▶ WHAT IS ASKED: Repeat the entire listing exactly.

▶ Object location annotation data:
- - -

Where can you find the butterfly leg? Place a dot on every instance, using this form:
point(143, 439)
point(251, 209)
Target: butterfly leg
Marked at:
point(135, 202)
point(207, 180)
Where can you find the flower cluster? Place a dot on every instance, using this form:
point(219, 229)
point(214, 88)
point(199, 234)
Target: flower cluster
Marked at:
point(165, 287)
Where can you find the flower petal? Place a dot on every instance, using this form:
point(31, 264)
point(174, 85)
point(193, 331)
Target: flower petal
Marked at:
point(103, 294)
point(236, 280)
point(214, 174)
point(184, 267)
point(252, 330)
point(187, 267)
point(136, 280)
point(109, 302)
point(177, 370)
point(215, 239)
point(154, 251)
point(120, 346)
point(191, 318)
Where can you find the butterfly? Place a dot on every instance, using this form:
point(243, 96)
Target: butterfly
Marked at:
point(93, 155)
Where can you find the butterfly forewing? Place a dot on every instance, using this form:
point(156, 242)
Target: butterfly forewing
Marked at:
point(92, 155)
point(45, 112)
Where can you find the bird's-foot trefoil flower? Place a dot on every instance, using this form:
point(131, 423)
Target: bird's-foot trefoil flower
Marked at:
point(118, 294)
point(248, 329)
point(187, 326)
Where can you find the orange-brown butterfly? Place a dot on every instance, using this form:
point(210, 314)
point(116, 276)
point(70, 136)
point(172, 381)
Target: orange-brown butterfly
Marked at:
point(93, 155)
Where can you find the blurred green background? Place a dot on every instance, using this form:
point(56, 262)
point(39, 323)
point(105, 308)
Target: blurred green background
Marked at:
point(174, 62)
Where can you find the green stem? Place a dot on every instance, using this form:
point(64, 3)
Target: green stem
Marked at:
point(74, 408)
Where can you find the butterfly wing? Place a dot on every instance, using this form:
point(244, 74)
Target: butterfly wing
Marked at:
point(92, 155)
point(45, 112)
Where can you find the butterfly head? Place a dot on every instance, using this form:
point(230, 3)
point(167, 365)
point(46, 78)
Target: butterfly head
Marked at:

- - -

▶ WRITTEN ANSWER:
Where can you find the butterfly leg? Place a dot on every instance, using this form:
point(143, 439)
point(251, 209)
Target: butterfly leg
Marked at:
point(135, 202)
point(207, 180)
Where can you find the flower cluster? Place a dot on every instance, using this form:
point(219, 229)
point(214, 88)
point(199, 234)
Target: flower cluster
Marked at:
point(165, 287)
Where can you find the flower petal? Place a dot on every instance, using this form:
point(31, 264)
point(174, 85)
point(193, 331)
Target: flower petal
Marked at:
point(103, 294)
point(236, 280)
point(214, 174)
point(184, 267)
point(252, 330)
point(187, 267)
point(136, 280)
point(109, 302)
point(177, 370)
point(215, 239)
point(154, 251)
point(120, 346)
point(191, 318)
Where can you find the butterfly? Place a dot on every instance, using this form:
point(243, 96)
Target: butterfly
Marked at:
point(93, 155)
Where can you find the butterfly forewing? Place a dot on every instance, using this form:
point(156, 242)
Target: butterfly forewing
Marked at:
point(92, 155)
point(45, 112)
Where can you find the bird's-foot trefoil flower? Place a dot on every instance, using this form:
point(131, 423)
Target: bird's-foot trefoil flower
Marked at:
point(118, 294)
point(248, 329)
point(187, 326)
Where can you find the orange-brown butterfly? Place a dot on every instance, using this form:
point(210, 314)
point(116, 276)
point(70, 136)
point(172, 381)
Target: orange-brown butterfly
Marked at:
point(93, 155)
Where can you find the blurred green background? Place a dot on every instance, using this form:
point(56, 262)
point(39, 323)
point(105, 308)
Target: blurred green background
Marked at:
point(174, 62)
Where can you find the green stem? Place a dot on every instance, using this form:
point(64, 3)
Target: green stem
Marked at:
point(74, 408)
Where can you find the butterfly wing? Place a dot on every instance, using this form:
point(244, 74)
Target: butterfly wing
Marked at:
point(92, 155)
point(45, 112)
Where can you find the butterfly head? Place a dot on every instance, using this form:
point(230, 3)
point(167, 365)
point(46, 78)
Target: butterfly head
Marked at:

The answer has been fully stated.